Extracted entries →
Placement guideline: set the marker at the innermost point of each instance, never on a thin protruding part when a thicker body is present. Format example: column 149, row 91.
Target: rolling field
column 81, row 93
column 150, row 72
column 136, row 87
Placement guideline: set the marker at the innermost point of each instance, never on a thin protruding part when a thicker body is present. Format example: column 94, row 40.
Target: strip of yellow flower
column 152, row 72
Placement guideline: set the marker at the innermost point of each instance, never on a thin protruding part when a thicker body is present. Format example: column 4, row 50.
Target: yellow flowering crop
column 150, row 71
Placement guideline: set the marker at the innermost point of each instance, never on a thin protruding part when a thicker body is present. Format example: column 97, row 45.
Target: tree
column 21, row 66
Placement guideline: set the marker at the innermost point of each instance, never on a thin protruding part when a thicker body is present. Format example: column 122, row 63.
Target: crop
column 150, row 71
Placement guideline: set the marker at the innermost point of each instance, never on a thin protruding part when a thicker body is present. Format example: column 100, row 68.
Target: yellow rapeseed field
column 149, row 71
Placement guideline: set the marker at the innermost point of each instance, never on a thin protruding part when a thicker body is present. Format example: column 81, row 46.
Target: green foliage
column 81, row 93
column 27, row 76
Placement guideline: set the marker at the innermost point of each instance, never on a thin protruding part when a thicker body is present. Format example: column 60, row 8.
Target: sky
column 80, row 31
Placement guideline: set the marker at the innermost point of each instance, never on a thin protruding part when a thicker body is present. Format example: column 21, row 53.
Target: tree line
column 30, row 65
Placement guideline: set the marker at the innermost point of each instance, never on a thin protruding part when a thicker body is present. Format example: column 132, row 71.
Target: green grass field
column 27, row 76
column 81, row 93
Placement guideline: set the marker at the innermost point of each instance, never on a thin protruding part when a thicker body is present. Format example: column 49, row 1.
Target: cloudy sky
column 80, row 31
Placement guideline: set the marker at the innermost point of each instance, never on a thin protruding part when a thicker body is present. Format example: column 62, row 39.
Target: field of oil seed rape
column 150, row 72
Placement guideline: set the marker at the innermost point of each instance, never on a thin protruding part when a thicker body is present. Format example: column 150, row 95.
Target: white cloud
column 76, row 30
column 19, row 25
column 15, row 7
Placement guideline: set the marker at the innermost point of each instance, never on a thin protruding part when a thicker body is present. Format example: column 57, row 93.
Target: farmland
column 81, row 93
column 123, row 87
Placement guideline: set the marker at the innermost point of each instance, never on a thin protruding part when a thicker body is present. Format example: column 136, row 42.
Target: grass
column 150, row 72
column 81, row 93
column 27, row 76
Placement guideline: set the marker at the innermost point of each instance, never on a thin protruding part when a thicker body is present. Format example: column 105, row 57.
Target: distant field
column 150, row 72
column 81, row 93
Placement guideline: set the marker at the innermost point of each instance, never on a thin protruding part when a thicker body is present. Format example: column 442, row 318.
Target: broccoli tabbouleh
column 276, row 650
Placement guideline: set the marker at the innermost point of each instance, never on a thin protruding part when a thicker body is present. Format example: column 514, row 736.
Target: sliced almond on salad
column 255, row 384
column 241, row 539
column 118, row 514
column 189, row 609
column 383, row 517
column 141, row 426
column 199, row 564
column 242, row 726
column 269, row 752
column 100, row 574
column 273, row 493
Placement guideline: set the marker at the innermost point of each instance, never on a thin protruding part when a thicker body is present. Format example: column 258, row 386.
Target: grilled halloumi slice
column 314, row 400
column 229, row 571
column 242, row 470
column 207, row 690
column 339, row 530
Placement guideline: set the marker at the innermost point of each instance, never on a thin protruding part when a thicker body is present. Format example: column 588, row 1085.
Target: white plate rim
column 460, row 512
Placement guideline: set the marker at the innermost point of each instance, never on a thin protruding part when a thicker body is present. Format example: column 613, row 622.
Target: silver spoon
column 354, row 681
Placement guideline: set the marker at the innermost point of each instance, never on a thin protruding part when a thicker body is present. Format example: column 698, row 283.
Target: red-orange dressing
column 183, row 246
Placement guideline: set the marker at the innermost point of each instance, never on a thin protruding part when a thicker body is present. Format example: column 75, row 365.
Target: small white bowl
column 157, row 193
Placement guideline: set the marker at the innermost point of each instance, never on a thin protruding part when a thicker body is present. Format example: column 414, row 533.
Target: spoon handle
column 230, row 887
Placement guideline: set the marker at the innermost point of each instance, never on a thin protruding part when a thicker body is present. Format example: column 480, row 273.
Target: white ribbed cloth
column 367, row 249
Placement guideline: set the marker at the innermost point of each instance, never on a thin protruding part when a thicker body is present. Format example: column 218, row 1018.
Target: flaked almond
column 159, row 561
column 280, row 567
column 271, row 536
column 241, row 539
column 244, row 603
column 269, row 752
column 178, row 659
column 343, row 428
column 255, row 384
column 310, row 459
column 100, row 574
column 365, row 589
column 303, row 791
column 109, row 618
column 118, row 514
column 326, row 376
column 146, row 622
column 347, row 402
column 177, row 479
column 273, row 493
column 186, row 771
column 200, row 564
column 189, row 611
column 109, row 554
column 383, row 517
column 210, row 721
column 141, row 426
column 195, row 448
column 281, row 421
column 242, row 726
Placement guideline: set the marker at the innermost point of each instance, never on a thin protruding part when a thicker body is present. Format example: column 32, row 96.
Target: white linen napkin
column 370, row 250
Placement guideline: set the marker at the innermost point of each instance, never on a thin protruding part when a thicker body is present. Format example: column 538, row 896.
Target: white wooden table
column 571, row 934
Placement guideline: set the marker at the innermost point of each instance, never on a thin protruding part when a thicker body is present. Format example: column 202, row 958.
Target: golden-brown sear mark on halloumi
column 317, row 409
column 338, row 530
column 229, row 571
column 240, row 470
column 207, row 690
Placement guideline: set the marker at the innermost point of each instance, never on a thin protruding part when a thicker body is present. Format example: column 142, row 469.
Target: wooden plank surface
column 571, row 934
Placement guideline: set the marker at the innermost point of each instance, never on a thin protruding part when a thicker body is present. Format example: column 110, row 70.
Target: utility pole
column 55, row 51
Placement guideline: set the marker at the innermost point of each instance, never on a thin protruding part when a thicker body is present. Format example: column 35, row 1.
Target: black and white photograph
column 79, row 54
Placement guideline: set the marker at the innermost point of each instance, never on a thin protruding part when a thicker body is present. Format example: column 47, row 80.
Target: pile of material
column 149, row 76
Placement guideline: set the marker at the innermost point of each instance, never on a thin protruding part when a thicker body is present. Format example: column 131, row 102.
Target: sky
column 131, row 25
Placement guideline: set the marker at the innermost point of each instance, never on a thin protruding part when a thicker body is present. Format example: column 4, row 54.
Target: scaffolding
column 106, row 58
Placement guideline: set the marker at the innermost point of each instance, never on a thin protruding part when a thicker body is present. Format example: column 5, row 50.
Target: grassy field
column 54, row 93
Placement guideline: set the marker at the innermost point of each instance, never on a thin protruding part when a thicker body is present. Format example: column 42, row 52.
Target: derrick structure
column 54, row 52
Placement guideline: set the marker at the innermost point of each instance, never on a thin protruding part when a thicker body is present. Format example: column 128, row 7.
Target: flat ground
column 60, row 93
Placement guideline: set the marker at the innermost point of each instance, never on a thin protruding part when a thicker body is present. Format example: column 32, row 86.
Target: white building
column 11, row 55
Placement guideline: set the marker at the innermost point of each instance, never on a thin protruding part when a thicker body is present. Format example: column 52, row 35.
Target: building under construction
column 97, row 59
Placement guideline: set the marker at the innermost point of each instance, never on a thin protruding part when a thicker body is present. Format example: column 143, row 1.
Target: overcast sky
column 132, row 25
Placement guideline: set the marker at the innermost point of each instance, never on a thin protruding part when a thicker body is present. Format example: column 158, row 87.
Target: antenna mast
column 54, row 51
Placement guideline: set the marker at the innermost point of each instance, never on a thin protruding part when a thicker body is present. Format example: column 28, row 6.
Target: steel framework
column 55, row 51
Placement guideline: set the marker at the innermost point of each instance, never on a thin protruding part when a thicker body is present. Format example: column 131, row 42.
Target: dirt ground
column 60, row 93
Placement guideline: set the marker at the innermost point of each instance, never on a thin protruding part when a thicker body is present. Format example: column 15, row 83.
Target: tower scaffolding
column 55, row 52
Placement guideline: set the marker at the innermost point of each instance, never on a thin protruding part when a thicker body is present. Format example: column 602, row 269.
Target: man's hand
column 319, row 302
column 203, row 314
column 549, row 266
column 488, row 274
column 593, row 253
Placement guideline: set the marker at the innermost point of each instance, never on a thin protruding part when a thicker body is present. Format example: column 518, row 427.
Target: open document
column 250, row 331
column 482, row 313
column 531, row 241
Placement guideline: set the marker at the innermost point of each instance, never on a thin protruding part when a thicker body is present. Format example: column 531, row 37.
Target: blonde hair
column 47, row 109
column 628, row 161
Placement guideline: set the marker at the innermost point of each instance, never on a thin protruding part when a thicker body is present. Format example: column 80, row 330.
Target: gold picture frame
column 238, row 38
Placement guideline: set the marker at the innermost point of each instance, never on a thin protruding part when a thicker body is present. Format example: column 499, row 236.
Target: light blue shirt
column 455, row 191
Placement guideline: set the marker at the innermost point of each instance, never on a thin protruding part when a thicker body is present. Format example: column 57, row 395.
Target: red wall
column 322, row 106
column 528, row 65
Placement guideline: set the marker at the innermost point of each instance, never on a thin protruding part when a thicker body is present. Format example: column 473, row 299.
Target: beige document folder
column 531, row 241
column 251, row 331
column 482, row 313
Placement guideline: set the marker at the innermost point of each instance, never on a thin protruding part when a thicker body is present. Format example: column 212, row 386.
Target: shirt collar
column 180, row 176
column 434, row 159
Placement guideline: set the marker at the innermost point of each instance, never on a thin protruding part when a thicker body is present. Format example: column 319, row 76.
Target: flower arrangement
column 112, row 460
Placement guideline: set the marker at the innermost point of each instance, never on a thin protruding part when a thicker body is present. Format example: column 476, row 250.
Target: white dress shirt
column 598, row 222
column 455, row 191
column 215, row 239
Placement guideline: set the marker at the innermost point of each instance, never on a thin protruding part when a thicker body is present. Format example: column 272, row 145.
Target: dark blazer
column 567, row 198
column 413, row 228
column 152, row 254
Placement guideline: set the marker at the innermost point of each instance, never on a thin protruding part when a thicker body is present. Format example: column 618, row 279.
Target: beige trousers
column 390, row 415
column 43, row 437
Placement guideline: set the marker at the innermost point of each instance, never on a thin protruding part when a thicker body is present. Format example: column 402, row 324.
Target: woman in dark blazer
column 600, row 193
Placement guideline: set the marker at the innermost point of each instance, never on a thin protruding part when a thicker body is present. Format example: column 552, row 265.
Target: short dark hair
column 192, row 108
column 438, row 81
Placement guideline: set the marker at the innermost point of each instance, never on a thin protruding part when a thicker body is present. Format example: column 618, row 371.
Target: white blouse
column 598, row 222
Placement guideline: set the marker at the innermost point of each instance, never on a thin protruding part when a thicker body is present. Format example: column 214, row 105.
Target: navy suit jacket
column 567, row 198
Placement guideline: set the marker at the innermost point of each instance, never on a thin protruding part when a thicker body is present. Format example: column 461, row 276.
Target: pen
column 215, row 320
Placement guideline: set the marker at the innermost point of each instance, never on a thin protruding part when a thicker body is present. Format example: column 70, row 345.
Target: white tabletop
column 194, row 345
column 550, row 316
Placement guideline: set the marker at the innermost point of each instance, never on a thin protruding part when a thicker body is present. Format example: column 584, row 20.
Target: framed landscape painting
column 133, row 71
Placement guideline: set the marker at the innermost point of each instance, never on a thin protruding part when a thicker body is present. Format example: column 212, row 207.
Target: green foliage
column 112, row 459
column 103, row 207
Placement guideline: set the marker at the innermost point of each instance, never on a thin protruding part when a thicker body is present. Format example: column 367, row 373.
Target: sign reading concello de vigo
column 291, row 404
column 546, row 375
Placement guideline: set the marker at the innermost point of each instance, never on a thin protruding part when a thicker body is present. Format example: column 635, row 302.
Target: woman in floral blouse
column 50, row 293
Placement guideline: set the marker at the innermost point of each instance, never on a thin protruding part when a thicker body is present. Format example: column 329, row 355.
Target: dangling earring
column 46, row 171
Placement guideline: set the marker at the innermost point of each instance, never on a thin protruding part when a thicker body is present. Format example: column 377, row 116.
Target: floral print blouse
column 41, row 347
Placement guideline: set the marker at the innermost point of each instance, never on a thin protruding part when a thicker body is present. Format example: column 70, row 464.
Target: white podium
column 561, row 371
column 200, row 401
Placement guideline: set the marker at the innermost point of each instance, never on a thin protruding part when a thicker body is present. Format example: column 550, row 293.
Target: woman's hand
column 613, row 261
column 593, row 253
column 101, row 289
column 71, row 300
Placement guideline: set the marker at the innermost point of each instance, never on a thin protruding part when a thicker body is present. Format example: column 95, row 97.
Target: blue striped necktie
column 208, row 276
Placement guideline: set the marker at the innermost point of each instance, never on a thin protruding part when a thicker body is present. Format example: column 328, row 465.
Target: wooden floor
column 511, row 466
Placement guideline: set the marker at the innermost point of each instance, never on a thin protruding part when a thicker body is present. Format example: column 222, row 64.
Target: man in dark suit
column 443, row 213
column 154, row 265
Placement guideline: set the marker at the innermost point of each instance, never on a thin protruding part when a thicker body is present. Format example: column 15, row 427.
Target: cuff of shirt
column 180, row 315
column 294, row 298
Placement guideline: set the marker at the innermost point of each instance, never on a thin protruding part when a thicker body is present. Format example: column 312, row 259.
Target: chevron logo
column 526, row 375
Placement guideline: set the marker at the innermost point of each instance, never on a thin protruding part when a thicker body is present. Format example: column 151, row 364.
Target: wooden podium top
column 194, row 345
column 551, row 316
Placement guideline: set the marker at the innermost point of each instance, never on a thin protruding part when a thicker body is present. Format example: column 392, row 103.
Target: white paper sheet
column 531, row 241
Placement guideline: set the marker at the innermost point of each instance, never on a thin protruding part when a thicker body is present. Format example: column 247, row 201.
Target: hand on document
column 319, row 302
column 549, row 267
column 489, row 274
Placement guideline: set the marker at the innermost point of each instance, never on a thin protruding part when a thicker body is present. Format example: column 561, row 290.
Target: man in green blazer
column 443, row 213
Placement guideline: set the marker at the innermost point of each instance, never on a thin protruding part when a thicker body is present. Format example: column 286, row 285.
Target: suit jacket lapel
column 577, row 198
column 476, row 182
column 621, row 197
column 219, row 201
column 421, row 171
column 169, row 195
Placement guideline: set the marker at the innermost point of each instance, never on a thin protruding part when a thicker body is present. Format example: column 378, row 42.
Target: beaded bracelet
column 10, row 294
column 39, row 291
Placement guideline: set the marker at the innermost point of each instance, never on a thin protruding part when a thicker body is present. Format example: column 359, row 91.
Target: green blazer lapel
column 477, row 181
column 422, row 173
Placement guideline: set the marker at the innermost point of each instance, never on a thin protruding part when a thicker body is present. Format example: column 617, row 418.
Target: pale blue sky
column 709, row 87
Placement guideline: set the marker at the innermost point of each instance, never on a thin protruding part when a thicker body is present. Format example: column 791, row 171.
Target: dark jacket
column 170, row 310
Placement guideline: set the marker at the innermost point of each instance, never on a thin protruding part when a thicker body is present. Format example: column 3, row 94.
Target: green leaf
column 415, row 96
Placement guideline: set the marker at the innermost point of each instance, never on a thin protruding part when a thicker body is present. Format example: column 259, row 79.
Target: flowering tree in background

Task to complete → Express the material from the line containing "222, row 64." up to and including the line containing "column 154, row 265" as a Markdown table with two columns, Row and Text. Give each line its own numbered row and leave out blank lines.

Correct result →
| Row | Text |
|---|---|
| 1 | Placement guideline: set the marker at the innermost point of each instance, never on a thin protruding part when a thicker body is present. Format example: column 222, row 64. |
| 2 | Target: man in dark suit |
| 3 | column 443, row 213 |
| 4 | column 154, row 265 |